[START OF Data records]

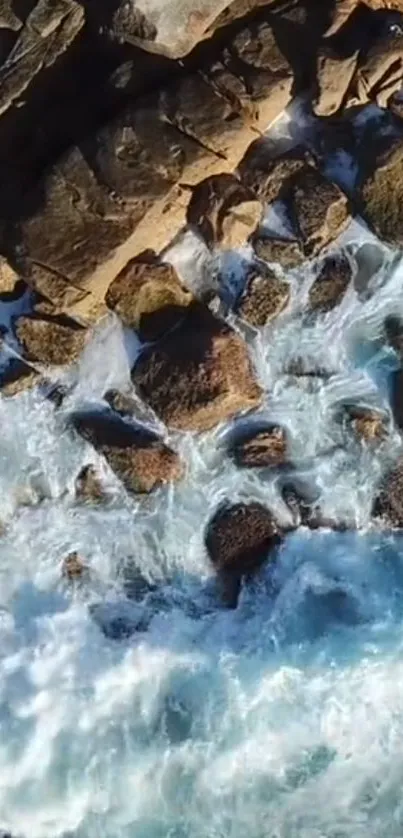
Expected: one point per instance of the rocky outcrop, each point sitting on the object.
(239, 538)
(389, 502)
(149, 298)
(265, 297)
(261, 448)
(50, 341)
(197, 376)
(139, 458)
(329, 287)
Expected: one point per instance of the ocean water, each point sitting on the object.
(281, 719)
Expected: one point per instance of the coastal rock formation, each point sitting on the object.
(265, 297)
(262, 448)
(331, 284)
(197, 376)
(239, 538)
(50, 341)
(149, 298)
(139, 458)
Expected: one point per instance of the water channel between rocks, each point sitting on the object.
(280, 719)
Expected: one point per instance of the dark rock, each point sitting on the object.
(224, 211)
(148, 298)
(197, 376)
(50, 341)
(265, 448)
(138, 457)
(329, 287)
(382, 195)
(239, 538)
(88, 486)
(388, 504)
(265, 297)
(74, 568)
(287, 253)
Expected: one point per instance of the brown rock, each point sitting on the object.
(266, 448)
(50, 341)
(224, 211)
(197, 376)
(264, 298)
(319, 207)
(329, 287)
(389, 501)
(17, 377)
(286, 253)
(239, 537)
(148, 298)
(74, 568)
(138, 457)
(382, 195)
(88, 486)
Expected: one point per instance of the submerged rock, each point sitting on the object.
(88, 486)
(74, 568)
(389, 501)
(197, 376)
(139, 458)
(329, 287)
(149, 298)
(264, 448)
(265, 297)
(50, 341)
(238, 540)
(224, 211)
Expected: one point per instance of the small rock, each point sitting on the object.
(238, 540)
(264, 298)
(148, 298)
(50, 341)
(266, 448)
(197, 376)
(138, 457)
(88, 486)
(329, 287)
(286, 253)
(389, 501)
(224, 211)
(74, 568)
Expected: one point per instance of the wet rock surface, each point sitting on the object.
(265, 297)
(149, 298)
(199, 375)
(331, 284)
(139, 458)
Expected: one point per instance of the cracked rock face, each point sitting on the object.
(197, 376)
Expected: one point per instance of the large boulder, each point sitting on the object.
(265, 296)
(197, 376)
(139, 458)
(239, 538)
(329, 287)
(149, 298)
(50, 341)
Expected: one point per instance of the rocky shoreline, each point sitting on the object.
(168, 141)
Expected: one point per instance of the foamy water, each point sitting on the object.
(282, 719)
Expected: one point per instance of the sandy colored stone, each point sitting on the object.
(331, 284)
(149, 298)
(264, 448)
(197, 376)
(223, 211)
(50, 341)
(139, 458)
(286, 253)
(88, 486)
(264, 298)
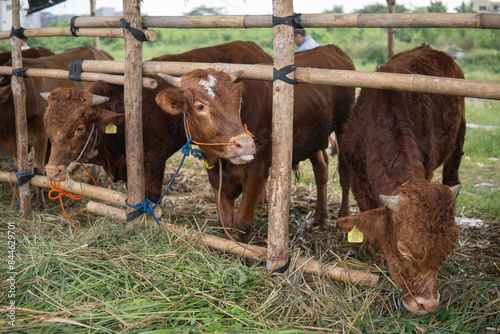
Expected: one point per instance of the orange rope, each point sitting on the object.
(411, 294)
(95, 183)
(214, 144)
(55, 187)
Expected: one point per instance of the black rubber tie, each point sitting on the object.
(75, 70)
(288, 20)
(19, 72)
(72, 28)
(282, 269)
(138, 34)
(19, 33)
(281, 74)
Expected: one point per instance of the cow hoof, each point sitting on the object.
(320, 220)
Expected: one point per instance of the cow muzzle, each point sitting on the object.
(243, 151)
(420, 305)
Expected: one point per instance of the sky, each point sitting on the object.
(233, 7)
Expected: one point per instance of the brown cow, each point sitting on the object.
(318, 110)
(163, 133)
(35, 105)
(394, 141)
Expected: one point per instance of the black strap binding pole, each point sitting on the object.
(138, 34)
(281, 74)
(72, 28)
(19, 72)
(19, 33)
(288, 20)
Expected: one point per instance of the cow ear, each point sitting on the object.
(5, 93)
(105, 117)
(371, 223)
(171, 101)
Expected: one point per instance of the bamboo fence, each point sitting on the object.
(317, 76)
(149, 83)
(395, 20)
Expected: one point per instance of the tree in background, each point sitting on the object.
(436, 7)
(465, 8)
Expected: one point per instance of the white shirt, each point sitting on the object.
(308, 43)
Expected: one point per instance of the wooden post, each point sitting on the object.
(93, 13)
(391, 32)
(19, 94)
(133, 105)
(282, 138)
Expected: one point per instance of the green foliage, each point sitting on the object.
(465, 7)
(436, 7)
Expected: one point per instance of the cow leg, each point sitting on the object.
(225, 209)
(40, 146)
(345, 184)
(361, 193)
(252, 187)
(154, 176)
(319, 162)
(452, 164)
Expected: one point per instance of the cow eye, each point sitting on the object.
(404, 251)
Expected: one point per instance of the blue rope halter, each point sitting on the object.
(146, 205)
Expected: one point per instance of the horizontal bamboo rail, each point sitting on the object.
(103, 194)
(395, 20)
(89, 76)
(253, 252)
(88, 32)
(392, 81)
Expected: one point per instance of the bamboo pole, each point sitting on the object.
(391, 32)
(89, 32)
(103, 194)
(93, 13)
(317, 76)
(397, 20)
(282, 142)
(19, 94)
(133, 106)
(149, 83)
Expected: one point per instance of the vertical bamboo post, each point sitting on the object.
(133, 105)
(93, 12)
(391, 32)
(282, 141)
(19, 94)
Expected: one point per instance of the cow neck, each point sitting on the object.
(91, 154)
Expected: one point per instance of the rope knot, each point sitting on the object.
(145, 206)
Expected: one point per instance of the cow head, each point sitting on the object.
(73, 121)
(212, 102)
(415, 231)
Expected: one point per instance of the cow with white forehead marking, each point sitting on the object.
(212, 102)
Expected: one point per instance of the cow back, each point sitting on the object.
(320, 109)
(233, 52)
(394, 136)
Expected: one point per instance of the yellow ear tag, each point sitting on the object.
(110, 129)
(355, 235)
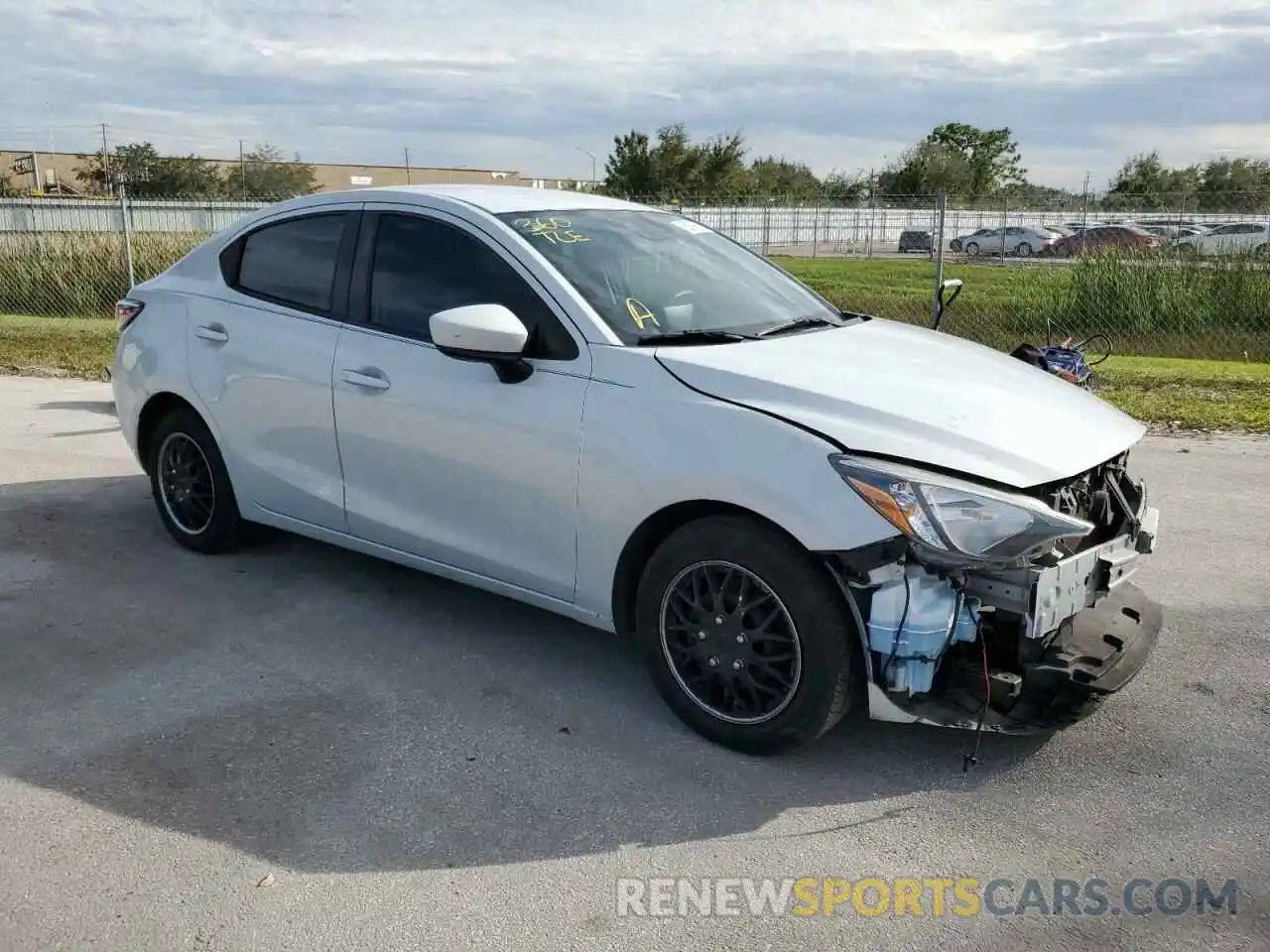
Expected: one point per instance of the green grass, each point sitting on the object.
(1207, 395)
(45, 347)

[END OF Data records]

**Required work:**
All lines from the one holding "Expected: one point per instance of the blue" to the end of the listing above need to be duplicated exactly. None of the pictures should be included.

**Response to this exercise:**
Expected: one point per instance of the blue rope halter, each point sitting on the object.
(146, 205)
Expected: one point per instance of the horizontal bamboo rail, each point sitting on the object.
(103, 194)
(395, 20)
(89, 76)
(253, 252)
(88, 32)
(392, 81)
Expected: one point per instance of the bamboo pole, each point sitting on the object.
(391, 32)
(89, 32)
(103, 194)
(93, 13)
(317, 76)
(397, 20)
(282, 142)
(19, 94)
(133, 106)
(149, 83)
Expected: one point per instance of the vertical bamboo post, each point sitting on the object.
(133, 105)
(93, 12)
(391, 32)
(282, 141)
(19, 94)
Expected: one point per instance of the cow neck, each point sitting on the object.
(91, 154)
Expected: one point per instance of the rope knot, each point sitting on the object.
(145, 206)
Expected: one point per instance of the cow head, each point sitting on the object.
(73, 121)
(212, 102)
(415, 231)
Expected: one point per instance of the cow with white forehead marking, each point sitting on the object.
(212, 102)
Expected: one point per instance of the cow back, each point sitting on the object.
(320, 109)
(233, 52)
(394, 136)
Expected: one point per instance of the yellow ear tag, each point sitting on the object.
(110, 129)
(355, 235)
Expected: one point per instance of the green grass, each point sitting on the object.
(1207, 395)
(45, 347)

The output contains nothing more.